# The problem
Give the entries again, word for word.

# Available records
## begin

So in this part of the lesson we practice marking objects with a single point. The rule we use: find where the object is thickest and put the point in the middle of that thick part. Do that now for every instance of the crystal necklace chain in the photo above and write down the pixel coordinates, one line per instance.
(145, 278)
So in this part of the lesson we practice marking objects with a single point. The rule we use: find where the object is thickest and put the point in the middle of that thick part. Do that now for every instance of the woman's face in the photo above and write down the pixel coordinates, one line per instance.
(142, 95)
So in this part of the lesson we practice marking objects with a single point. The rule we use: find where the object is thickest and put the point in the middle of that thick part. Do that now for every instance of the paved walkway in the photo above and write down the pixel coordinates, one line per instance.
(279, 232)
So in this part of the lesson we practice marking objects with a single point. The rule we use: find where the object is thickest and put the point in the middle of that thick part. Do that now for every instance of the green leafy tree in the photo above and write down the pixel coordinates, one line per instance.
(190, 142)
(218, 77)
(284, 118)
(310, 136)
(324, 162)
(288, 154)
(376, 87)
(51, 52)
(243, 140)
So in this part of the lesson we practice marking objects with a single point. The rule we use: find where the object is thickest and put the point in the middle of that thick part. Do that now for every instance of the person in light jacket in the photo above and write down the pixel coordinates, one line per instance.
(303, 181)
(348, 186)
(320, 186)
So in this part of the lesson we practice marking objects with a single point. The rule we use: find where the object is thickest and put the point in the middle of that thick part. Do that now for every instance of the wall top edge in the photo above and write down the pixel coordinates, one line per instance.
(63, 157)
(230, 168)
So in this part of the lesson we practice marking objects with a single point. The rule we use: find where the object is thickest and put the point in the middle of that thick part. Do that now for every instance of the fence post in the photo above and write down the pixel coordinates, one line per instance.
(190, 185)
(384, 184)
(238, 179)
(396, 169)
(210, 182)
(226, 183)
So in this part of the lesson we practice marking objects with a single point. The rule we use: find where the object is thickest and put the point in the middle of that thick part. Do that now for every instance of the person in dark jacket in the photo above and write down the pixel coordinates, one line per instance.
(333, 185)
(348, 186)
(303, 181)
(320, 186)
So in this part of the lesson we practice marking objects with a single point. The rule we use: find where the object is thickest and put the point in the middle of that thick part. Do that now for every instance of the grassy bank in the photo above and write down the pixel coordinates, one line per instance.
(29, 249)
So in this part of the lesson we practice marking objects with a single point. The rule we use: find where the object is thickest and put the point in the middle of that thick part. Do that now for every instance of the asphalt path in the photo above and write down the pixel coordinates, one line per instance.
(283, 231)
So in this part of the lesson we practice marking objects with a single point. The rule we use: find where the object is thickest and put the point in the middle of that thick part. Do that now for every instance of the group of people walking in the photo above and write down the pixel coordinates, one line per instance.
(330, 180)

## end

# Solution to this problem
So in this part of the lesson we practice marking objects with a single point. The rule we use: find where the object is thickest and put the point in the middle of that thick part. Do that now for every instance of the crystal necklace chain in the photo above and write down the pixel coordinates, one line per instance.
(145, 278)
So in this part of the lesson we practice marking objects with a single point. The rule we use: find where the object is thickest and put the point in the middle of that thick part. Do that now for every instance of the woman's face in the photo above and write down the pixel coordinates, one line per instance.
(142, 95)
So in this part of the lesson we practice marking objects with a single point. The rule we use: find where the object is thickest and put the point in the middle of that thick part. Do that now for every instance of the paved walkway in the photo above and write down the pixel coordinates, one line per instance.
(279, 232)
So in this part of the lesson we practice marking objects with a single point. The rule we use: find where the object is thickest and put the point in the middle of that thick part. Do that now for every instance of the green leafy tree in the photo above and write down the pixel coordinates, one line per instance.
(190, 142)
(218, 77)
(284, 118)
(310, 136)
(324, 162)
(288, 154)
(376, 87)
(51, 52)
(243, 140)
So in this part of the lesson we practice marking objects with a single point. The rule we use: find where the object is thickest and put the point in the middle of that thick part. Do that now for every instance of the person in light jacket in the photo above and write down the pixel coordinates, one line per instance.
(303, 181)
(348, 186)
(320, 186)
So in this part of the lesson we practice marking objects with a single point. The rule we use: find where the object is thickest and put the point in the middle of that thick part. Do that now for every instance of the wall top edge in the photo above and write down the pixel coordinates, one line per instance.
(63, 157)
(230, 168)
So in this part of the lesson we practice marking objects with a single point. The rule we use: find where the object is thickest and put the point in the middle of that thick part. Do that now for every instance of the fence post in the photo above and write down the pixel coordinates, one line per instance.
(190, 185)
(384, 184)
(238, 179)
(396, 169)
(210, 182)
(226, 183)
So in this part of the lesson we practice marking objects with a single point. The rule we use: find where the object is thickest and put the point in the middle of that thick part. Do that now for every instance of the person in dark jacket in the photo above and write down the pixel coordinates, one line per instance.
(333, 185)
(348, 186)
(303, 181)
(320, 186)
So in this part of the lesson we practice marking objects with a single point. The rule we use: find where the object is thickest and put the point in the middle of that thick part. Do that now for every instance of the grassy bank in the photo above and write down the pixel coordinates, one line per instance.
(29, 249)
So in this part of the lesson we practice marking objects with a single point. The rule we use: find where the object is thickest and put the point in the middle of that thick part. Do that now for every instance of the asphalt path in the photo above and write down the pixel coordinates, one line per instance.
(283, 231)
So in this part of the lesson we practice marking objects with a single point. The rule we use: find where the object is thickest and put the point in the middle of that thick part. Do that now for every instance of the group of people walking in the photo above and write down the pixel coordinates, one line per instance.
(330, 180)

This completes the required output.